Entries for pointing and labeling
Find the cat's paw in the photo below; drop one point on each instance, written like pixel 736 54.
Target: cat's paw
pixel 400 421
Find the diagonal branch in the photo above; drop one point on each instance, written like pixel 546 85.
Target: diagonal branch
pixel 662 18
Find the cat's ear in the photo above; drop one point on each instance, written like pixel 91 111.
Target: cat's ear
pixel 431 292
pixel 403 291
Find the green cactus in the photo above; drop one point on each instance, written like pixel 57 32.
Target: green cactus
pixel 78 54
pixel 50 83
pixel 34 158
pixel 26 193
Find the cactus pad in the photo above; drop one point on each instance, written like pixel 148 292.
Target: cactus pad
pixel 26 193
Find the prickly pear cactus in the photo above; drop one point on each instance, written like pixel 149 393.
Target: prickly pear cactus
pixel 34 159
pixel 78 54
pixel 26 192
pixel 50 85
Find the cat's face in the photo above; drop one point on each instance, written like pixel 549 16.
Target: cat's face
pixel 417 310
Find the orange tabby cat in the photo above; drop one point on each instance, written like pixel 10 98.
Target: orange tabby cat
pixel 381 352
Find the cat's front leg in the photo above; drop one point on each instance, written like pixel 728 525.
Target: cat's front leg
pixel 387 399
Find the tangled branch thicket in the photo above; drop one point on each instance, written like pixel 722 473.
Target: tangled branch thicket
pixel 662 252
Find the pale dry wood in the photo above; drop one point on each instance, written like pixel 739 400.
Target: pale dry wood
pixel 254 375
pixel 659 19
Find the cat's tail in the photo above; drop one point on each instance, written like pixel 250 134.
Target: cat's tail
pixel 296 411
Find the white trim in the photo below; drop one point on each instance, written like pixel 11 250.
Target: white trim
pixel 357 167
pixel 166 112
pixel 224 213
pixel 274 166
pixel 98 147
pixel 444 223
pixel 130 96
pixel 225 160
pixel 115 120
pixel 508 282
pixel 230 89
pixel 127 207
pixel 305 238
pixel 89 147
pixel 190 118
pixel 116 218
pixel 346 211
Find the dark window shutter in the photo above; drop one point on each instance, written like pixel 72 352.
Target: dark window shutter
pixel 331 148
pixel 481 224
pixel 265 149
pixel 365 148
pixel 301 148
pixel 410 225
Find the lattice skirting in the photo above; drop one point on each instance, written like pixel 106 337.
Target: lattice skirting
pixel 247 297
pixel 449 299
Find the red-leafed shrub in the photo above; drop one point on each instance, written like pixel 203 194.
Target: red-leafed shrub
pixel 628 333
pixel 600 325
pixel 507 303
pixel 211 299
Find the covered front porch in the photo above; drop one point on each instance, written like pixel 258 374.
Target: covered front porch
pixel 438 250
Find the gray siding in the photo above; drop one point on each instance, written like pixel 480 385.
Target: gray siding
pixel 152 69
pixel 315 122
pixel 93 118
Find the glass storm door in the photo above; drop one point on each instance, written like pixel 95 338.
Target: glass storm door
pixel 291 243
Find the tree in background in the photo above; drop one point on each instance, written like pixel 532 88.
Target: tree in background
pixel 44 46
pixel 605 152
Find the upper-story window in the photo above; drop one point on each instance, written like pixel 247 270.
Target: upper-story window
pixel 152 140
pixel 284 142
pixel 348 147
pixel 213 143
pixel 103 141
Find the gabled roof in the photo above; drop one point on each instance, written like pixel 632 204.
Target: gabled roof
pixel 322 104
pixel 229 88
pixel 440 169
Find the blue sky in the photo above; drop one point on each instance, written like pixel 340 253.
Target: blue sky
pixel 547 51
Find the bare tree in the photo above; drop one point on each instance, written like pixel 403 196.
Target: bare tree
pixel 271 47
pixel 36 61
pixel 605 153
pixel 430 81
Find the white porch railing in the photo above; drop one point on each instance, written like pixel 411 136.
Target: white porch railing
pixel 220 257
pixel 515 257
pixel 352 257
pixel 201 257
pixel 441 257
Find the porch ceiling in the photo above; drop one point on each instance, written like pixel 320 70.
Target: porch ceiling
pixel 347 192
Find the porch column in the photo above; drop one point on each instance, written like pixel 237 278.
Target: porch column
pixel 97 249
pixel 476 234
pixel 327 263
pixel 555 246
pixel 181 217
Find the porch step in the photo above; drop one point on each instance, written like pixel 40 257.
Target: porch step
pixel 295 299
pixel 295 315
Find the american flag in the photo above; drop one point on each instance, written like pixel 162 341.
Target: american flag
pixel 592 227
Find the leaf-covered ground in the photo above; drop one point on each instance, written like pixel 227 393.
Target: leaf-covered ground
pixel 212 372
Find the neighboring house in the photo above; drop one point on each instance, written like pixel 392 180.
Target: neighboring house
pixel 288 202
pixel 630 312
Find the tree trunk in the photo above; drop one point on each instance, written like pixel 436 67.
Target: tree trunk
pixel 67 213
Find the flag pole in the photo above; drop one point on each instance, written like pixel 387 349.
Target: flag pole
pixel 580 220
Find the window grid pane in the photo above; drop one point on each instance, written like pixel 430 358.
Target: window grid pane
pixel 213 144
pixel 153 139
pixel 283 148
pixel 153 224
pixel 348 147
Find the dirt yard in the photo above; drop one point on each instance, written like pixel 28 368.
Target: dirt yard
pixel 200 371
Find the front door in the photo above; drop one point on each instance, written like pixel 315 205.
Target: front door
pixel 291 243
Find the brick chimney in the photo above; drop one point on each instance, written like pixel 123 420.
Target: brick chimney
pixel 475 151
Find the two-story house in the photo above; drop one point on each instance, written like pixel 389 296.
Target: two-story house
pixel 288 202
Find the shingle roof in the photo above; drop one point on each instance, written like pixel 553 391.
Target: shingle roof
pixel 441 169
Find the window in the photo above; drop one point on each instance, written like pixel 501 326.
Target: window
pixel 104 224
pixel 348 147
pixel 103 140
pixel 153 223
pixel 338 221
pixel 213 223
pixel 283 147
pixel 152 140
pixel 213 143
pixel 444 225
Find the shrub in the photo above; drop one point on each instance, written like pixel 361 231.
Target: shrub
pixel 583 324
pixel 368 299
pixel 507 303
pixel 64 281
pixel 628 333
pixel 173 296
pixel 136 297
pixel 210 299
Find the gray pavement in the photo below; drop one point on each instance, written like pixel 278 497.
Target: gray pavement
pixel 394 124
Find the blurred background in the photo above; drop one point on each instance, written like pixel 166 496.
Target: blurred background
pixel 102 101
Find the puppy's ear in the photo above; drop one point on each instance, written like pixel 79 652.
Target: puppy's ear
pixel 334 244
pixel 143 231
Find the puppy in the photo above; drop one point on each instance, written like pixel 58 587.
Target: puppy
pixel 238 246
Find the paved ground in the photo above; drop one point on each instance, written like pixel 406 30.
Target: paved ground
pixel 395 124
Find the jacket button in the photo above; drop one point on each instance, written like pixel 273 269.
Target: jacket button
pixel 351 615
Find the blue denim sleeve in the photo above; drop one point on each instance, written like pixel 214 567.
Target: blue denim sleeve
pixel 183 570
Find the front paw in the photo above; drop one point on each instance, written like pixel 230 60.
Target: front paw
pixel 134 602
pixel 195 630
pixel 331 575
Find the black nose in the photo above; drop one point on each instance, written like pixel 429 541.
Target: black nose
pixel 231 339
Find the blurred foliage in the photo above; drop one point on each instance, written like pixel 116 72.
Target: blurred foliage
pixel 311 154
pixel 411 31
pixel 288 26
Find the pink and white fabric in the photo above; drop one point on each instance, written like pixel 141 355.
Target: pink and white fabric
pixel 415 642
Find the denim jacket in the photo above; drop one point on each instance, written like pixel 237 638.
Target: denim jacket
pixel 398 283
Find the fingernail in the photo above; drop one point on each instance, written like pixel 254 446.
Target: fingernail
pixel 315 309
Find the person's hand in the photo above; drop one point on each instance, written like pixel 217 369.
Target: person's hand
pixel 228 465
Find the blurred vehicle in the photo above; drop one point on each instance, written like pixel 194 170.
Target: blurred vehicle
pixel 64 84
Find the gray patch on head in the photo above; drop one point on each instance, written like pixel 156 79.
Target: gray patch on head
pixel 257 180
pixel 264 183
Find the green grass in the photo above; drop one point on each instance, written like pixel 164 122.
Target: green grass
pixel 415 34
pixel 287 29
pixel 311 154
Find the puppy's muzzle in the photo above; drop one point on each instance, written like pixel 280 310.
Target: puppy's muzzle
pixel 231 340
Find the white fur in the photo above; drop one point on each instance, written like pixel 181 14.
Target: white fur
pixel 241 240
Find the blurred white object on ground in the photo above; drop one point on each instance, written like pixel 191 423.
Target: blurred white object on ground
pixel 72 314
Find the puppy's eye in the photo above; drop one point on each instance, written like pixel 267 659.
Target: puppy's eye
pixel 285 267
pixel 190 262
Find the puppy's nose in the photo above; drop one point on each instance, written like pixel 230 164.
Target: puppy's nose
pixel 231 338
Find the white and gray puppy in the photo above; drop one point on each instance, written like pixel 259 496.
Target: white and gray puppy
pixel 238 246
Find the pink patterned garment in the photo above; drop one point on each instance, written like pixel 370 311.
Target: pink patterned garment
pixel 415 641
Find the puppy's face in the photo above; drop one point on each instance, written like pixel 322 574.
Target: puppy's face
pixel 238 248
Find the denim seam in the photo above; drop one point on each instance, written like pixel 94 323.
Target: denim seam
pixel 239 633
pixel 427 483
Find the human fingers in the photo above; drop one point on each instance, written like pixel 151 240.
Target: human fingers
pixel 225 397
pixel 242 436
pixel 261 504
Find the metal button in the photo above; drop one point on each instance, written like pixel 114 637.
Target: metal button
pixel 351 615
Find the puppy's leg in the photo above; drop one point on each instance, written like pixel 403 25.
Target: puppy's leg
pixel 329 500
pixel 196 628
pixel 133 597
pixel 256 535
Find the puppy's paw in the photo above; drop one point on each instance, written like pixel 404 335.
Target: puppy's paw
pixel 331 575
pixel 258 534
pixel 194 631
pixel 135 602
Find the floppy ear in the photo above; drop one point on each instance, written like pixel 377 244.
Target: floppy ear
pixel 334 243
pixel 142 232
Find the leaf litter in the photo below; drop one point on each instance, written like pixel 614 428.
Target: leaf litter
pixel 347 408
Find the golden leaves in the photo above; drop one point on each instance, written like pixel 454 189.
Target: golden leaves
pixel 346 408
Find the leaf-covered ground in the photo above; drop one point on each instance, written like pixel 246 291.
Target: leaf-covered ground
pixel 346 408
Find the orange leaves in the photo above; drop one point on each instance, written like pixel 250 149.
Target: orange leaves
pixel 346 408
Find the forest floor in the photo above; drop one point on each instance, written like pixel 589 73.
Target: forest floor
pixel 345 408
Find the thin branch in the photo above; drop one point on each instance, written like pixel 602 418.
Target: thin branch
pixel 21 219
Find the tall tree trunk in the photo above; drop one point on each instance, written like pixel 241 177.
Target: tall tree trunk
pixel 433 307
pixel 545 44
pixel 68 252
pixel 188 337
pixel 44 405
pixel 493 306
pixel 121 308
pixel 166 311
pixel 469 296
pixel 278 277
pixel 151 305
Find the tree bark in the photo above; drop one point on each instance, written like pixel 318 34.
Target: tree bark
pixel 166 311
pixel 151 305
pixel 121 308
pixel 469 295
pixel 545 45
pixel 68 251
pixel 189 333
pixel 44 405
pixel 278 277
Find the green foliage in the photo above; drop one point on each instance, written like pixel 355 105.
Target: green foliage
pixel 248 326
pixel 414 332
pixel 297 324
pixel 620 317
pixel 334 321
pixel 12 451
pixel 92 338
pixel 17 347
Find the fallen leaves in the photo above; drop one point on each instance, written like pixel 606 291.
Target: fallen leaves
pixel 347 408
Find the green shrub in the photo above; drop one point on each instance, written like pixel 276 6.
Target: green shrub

THE TASK
Repeat the lines above word for word, starting at the line that contains "Find the blurred vehicle" and ending at the line that contains "pixel 261 504".

SOLVED EXERCISE
Find the blurred vehicle in the photo above; drop one point on each instance, written like pixel 194 170.
Target: blurred vehicle
pixel 64 84
Find the gray patch on head in the photo above; drop one point on each instance, written like pixel 156 79.
Target: gray patch on head
pixel 257 180
pixel 264 183
Find the green grass in the photo above; drop one point on each instance, written like pixel 164 122.
Target: green grass
pixel 415 34
pixel 287 29
pixel 311 154
Find the puppy's muzzle in the photo above; drop one point on each instance, written like pixel 280 310.
Target: puppy's muzzle
pixel 231 340
Find the white fur in the photo above; drop one point on each instance, written like pixel 181 14.
Target: white fur
pixel 241 240
Find the blurred white object on ground in the photo above; drop one point on each instance, written like pixel 191 423.
Target: blurred white object on ground
pixel 72 314
Find the puppy's eye in the photo above; drop one point on each instance, written like pixel 267 659.
Target: puppy's eye
pixel 285 267
pixel 190 262
Find the puppy's nose in the photo above; drop one point on each instance, written like pixel 230 164.
Target: puppy's nose
pixel 231 338
Find the white and gray puppy in the photo above; drop one point on each instance, written like pixel 259 496.
Target: white and gray puppy
pixel 238 246
Find the pink patterned garment in the photo above; drop one point on each instance, written like pixel 370 311.
Target: pink patterned garment
pixel 415 641
Find the puppy's face in the photo above; drop one point on each instance, written like pixel 322 574.
Target: puppy's face
pixel 238 248
Find the denim seam in the photo above; drop one point on each instance, written like pixel 94 323.
Target: denim seam
pixel 239 633
pixel 427 483
Find the human fingers in the photo above; drop one point on each instance, written like pixel 151 240.
Target: human fingers
pixel 225 397
pixel 242 436
pixel 261 504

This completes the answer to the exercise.